Work to be completed -
Please copy each line from the entries that contains the string "below".

Exercise inputs -

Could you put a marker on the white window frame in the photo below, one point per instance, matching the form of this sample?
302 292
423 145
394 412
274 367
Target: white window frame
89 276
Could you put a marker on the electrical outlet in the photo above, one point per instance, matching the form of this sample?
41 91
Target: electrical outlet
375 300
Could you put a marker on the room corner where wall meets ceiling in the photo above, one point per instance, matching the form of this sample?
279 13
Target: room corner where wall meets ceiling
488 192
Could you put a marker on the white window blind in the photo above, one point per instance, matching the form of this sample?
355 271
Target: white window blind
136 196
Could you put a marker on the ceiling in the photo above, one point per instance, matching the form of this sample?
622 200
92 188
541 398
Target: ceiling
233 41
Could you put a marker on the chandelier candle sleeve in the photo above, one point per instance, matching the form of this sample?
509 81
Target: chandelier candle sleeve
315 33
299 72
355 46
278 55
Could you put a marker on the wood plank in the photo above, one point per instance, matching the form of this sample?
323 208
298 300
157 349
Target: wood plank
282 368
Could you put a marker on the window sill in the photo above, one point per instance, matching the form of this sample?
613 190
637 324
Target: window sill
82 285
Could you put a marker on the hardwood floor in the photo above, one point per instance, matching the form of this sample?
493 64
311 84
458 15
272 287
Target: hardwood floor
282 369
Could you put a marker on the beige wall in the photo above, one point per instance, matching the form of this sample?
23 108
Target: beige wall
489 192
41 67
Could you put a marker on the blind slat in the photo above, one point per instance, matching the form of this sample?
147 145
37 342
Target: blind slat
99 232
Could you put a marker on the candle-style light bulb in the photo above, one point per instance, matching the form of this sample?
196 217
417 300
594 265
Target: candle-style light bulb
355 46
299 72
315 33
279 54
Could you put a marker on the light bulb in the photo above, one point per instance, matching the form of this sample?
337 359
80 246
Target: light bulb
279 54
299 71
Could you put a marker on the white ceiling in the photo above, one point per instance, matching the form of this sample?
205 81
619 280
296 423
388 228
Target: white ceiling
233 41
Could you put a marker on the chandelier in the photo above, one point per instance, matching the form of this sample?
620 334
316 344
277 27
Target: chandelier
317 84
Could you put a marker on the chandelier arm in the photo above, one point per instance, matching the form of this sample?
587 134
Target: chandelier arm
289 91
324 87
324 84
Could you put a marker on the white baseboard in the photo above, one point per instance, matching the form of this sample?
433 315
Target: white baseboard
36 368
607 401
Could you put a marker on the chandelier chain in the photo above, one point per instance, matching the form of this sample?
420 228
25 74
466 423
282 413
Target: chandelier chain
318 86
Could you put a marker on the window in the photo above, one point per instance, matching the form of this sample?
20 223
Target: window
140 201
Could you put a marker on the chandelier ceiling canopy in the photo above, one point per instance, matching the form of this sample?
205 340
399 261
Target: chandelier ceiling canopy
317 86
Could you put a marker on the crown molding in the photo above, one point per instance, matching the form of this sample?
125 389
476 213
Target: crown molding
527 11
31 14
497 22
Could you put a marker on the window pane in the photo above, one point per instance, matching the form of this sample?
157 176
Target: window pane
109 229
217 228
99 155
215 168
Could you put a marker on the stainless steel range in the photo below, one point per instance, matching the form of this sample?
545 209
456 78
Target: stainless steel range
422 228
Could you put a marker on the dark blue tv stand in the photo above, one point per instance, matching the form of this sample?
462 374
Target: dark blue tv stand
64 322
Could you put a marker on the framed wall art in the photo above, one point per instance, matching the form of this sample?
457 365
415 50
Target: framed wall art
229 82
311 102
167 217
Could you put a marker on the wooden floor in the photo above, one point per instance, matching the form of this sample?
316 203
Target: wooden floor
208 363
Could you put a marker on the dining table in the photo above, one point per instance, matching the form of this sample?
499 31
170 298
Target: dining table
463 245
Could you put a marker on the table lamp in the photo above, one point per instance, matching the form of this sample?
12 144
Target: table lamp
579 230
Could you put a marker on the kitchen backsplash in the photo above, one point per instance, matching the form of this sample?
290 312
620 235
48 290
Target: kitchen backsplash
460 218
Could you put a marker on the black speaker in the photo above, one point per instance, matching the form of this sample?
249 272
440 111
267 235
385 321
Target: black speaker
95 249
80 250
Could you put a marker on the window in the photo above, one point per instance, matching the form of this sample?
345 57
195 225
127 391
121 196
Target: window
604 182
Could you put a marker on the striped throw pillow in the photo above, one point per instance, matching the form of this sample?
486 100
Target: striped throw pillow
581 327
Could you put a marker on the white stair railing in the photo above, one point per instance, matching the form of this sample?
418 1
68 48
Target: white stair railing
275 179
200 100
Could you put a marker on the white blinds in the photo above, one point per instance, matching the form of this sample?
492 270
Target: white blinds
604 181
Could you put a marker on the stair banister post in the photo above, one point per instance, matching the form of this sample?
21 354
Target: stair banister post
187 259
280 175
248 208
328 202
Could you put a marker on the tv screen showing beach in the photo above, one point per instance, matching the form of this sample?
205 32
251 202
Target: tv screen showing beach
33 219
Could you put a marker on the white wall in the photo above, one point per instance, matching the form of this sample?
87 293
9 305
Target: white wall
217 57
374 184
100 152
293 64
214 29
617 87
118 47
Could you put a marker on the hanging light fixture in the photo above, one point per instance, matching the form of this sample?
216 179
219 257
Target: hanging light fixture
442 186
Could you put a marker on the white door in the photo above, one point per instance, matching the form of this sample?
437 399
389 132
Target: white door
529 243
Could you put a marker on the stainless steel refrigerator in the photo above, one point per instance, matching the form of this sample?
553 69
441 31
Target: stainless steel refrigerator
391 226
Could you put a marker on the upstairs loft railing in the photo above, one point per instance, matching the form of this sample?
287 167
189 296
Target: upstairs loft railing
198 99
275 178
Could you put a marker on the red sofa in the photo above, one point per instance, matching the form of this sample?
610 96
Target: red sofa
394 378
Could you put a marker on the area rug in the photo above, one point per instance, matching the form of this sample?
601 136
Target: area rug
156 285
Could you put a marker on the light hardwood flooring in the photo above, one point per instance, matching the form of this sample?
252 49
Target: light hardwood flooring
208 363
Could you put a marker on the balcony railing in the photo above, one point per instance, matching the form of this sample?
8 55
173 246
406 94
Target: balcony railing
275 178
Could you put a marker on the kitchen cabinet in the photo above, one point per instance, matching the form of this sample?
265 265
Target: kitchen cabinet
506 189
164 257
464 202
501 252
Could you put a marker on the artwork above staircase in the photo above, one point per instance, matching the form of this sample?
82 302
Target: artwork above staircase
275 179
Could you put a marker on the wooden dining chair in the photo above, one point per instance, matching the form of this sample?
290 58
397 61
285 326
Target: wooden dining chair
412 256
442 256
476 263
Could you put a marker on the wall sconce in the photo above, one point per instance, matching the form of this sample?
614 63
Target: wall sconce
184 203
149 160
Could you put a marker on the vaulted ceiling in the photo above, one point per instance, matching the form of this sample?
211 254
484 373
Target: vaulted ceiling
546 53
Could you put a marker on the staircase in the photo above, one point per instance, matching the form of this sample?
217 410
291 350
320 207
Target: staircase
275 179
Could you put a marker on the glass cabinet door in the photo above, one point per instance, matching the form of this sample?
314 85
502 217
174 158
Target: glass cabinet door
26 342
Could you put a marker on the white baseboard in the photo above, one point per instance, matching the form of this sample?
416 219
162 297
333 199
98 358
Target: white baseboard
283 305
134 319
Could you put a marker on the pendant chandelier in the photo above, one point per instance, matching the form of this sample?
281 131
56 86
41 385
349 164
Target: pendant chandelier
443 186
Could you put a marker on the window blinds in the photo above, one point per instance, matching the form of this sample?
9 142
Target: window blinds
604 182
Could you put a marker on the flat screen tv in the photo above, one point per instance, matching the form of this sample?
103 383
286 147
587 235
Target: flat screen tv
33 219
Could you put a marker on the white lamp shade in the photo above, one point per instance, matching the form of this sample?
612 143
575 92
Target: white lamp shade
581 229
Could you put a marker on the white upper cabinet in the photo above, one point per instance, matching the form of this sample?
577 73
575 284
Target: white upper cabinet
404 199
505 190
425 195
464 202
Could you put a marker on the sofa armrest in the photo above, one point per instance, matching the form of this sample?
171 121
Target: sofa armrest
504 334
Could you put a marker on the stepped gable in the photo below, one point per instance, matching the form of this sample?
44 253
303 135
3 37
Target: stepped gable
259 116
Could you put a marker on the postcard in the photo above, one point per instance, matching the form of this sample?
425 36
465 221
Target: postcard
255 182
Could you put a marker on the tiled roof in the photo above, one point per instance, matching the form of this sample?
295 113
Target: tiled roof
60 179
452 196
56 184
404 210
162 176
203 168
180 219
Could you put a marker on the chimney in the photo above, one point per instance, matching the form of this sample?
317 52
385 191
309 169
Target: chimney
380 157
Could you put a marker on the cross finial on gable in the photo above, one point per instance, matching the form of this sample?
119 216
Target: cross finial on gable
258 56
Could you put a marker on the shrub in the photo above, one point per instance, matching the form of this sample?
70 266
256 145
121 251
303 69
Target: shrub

Result -
Could you put a marker on the white window frame in the photo below, one point per instance, matching the form of this sample?
Could you put a marker on the stainless steel range in the photo below, one point per instance, matching the form of this sample?
Could you put a marker on the stepped gable in the photo below, one point per instance, matching the form of this sample?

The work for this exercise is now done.